- _Part of a data file_
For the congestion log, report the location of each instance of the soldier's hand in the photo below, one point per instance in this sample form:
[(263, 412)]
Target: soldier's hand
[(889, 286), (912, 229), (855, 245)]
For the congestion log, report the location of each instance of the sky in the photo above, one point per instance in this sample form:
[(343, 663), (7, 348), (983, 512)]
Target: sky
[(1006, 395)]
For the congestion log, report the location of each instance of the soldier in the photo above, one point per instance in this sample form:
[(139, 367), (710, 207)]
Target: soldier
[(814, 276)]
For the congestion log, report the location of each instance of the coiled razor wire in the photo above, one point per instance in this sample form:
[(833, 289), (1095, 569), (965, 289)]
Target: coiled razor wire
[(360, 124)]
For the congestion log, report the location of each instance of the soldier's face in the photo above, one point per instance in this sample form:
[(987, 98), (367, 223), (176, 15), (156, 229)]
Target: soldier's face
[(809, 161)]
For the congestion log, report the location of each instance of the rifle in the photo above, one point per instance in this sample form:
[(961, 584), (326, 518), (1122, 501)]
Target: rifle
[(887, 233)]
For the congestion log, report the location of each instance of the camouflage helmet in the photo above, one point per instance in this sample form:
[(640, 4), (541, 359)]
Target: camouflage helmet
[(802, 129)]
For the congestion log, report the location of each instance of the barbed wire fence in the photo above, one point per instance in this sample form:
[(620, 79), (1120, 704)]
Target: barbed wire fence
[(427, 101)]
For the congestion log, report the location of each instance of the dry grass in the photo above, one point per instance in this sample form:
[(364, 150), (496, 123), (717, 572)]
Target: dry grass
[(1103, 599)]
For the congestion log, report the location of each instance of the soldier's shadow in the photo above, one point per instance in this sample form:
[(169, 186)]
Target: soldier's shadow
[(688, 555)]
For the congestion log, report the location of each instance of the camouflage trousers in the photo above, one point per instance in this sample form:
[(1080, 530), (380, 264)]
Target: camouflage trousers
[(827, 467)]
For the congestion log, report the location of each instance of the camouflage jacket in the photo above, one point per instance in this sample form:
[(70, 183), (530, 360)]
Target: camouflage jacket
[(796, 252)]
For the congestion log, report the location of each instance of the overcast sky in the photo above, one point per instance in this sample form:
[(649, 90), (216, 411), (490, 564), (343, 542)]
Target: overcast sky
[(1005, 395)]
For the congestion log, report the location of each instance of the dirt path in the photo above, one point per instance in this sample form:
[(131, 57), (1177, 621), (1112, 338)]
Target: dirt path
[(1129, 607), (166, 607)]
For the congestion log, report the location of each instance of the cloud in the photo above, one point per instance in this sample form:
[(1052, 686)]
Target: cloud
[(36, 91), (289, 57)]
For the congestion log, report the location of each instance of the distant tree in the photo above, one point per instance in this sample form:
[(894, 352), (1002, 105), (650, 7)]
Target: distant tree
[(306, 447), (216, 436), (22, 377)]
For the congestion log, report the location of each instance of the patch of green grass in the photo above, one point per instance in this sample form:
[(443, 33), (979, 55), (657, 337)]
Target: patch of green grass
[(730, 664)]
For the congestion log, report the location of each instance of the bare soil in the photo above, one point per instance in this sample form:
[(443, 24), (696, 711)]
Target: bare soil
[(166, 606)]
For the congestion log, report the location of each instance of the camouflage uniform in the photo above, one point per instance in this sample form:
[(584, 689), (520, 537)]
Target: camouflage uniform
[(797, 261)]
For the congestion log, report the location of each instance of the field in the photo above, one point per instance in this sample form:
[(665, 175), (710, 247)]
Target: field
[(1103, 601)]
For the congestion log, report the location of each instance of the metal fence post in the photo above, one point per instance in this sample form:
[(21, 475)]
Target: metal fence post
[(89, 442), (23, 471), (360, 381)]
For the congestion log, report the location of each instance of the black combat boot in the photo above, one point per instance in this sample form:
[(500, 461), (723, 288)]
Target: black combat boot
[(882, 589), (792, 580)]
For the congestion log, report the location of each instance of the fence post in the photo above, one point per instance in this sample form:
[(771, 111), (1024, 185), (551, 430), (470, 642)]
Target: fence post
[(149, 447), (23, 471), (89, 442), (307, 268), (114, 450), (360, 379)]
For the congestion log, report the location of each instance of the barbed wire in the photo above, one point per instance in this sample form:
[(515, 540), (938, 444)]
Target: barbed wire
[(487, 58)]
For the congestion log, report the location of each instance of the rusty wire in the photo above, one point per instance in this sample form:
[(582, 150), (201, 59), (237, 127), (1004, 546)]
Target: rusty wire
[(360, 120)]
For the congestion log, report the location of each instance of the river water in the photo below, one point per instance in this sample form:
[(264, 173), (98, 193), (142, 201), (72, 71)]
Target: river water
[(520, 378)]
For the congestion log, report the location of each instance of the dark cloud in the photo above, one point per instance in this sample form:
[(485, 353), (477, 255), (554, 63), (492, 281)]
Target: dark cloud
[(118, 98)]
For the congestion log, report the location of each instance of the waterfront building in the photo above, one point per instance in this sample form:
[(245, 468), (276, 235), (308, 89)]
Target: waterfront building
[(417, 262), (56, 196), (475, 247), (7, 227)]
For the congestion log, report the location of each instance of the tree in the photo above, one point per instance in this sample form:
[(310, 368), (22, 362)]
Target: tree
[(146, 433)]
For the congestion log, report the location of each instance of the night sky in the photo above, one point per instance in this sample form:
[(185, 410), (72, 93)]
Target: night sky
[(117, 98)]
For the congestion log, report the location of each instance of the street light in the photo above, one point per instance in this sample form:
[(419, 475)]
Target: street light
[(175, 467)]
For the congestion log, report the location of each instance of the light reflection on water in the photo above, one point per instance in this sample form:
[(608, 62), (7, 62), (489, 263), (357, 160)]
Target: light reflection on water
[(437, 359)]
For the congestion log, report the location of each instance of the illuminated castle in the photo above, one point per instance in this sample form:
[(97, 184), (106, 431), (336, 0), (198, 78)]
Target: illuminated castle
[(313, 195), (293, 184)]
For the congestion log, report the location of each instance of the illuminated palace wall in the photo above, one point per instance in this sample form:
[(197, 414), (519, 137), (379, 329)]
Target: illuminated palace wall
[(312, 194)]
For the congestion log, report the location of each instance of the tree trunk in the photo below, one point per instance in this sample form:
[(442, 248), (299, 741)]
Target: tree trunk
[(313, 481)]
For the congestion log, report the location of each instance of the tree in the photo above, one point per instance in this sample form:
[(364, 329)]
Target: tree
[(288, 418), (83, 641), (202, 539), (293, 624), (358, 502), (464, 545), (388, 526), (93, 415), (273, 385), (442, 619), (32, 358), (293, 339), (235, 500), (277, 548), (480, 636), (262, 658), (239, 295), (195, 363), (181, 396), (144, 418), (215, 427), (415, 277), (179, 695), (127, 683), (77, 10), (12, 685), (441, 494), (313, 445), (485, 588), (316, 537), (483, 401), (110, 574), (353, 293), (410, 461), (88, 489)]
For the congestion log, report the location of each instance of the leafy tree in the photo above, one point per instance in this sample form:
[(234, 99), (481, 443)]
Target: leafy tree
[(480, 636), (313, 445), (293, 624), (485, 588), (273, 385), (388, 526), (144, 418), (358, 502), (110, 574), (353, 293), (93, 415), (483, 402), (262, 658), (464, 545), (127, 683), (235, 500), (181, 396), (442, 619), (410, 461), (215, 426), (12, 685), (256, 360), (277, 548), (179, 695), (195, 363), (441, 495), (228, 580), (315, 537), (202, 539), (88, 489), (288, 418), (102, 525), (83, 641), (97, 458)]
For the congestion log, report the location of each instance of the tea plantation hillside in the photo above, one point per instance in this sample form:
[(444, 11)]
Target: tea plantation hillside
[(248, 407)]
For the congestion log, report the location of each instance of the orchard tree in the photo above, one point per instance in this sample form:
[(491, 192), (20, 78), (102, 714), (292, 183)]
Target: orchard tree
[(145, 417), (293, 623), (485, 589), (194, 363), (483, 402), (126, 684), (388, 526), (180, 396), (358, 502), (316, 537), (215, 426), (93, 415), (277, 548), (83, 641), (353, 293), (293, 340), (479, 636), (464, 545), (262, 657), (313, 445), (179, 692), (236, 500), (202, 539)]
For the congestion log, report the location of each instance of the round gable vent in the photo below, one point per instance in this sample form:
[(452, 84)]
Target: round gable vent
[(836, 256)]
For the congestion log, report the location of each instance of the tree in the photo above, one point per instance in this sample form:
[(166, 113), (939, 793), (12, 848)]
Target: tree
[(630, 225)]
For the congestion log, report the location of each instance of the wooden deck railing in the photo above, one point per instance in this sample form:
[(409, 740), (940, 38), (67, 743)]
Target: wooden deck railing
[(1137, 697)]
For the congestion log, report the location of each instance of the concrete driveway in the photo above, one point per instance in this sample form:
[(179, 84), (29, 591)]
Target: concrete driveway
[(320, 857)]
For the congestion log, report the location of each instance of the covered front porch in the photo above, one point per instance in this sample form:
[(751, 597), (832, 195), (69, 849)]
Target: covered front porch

- _STATED PROBLEM_
Put the rows, from the start through the line that contains "[(814, 276)]", into a Markdown table with the columns Number and Line. Leave out blank lines.

- _WRITTEN SOLUTION_
| Number | Line |
|---|---|
| 1 | For the congestion log, report the location of each instance of the soldier's hand in the photo below, one point per instance in this sample form: |
| 2 | [(263, 412)] |
| 3 | Target: soldier's hand |
| 4 | [(889, 286), (912, 229), (855, 245)] |
| 5 | For the congestion log, report the location of each instance of the sky in the photo above, one point per instance in this sample form: |
| 6 | [(343, 663), (7, 348), (983, 512)] |
| 7 | Target: sky |
| 8 | [(1006, 395)] |
| 9 | For the congestion log, report the location of each instance of the soldier in the photo above, one point per instance in this sample form: |
| 10 | [(139, 367), (710, 207)] |
| 11 | Target: soldier |
| 12 | [(814, 276)] |